* EXERCISE REQUIREMENTS: Take the part of the entries below that opens with the line containing "Return one point per instance of the square" and closes with the line containing "[(525, 701), (256, 173)]", both ends included, and write out every line of it again. Shift each x and y coordinate in the bracketed point lists up by 50, and keep all other lines as they are.

══ RECORDS PROVIDED ══

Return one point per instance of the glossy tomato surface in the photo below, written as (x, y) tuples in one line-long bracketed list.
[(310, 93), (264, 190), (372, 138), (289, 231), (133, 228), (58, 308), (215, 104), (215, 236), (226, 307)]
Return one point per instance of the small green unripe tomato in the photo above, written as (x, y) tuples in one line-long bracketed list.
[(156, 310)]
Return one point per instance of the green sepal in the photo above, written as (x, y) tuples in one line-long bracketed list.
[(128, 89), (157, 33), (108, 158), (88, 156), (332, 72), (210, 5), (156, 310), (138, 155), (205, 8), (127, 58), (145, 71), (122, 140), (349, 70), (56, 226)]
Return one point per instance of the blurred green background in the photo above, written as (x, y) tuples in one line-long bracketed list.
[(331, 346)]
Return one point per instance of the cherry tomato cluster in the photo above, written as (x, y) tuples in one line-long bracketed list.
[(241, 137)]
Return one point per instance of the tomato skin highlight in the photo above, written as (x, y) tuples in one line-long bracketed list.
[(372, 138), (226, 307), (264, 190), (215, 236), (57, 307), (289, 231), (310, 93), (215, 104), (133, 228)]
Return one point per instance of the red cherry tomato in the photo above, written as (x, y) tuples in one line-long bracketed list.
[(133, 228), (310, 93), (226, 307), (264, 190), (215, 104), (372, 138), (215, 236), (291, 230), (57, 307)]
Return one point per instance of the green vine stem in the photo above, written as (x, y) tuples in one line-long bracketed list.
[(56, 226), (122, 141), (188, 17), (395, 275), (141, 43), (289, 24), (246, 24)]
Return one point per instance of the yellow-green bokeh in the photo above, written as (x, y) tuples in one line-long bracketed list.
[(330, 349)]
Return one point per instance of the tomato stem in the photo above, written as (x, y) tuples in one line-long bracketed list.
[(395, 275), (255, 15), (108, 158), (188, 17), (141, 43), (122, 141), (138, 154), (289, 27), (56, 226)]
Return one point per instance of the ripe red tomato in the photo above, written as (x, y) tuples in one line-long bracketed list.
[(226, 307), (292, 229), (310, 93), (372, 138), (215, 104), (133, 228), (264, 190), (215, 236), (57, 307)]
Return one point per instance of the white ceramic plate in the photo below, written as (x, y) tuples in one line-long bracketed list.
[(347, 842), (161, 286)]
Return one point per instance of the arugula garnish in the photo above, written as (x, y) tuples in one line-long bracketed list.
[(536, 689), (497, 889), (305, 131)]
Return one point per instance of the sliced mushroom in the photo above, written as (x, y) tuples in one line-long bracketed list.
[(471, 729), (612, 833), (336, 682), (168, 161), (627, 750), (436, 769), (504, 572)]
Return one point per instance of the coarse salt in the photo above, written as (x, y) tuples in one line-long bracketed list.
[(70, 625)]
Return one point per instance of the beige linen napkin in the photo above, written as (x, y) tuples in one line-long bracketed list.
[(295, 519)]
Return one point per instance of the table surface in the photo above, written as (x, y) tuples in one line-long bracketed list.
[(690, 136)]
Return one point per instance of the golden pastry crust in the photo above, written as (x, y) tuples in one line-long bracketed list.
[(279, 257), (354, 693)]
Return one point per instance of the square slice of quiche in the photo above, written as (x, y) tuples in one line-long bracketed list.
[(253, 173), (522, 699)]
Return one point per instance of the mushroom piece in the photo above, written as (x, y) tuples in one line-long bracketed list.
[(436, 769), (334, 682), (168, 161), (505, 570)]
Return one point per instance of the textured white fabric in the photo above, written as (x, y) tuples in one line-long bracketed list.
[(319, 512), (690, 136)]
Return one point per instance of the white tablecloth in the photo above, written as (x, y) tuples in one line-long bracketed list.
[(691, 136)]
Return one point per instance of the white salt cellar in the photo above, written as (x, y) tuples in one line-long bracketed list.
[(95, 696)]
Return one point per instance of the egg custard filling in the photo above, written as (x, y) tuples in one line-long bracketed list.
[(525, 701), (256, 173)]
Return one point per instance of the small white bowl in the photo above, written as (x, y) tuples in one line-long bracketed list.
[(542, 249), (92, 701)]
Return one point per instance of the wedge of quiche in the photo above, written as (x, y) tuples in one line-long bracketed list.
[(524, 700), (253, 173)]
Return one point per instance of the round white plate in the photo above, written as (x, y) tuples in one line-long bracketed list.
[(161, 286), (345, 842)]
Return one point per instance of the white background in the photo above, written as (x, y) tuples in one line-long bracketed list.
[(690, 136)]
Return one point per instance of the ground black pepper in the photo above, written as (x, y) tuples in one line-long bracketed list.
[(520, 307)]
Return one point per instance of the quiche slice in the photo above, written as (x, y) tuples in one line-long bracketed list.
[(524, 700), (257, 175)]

═══

* ANSWER BELOW:
Return one point per instance of the square slice of quiche in the photo above, written as (x, y) tuples in one line-long bracketed list.
[(303, 223), (572, 749)]
Return one point per instance of the mushroom piece in the photo above, written as (x, y) tuples in one line-long bracketed list.
[(486, 819), (384, 732), (218, 211), (555, 620)]
Return one point per instance of the textured white fabric in the photo above, written as (x, y) tuples in one line-long bracketed list.
[(369, 562), (740, 186)]
Return one point per instance of the white tablecloth in the photo above, written as (x, y) tuples in one line-long bracketed list.
[(741, 186)]
Return one point per instance of the white salt cellar in the photo above, written as (x, y) tuples in one line-long bracketed list.
[(145, 746)]
Return one point per instance of the egg custard filling in the photo above, written as (x, y) tuples in one line-long bracketed list.
[(575, 751), (306, 223)]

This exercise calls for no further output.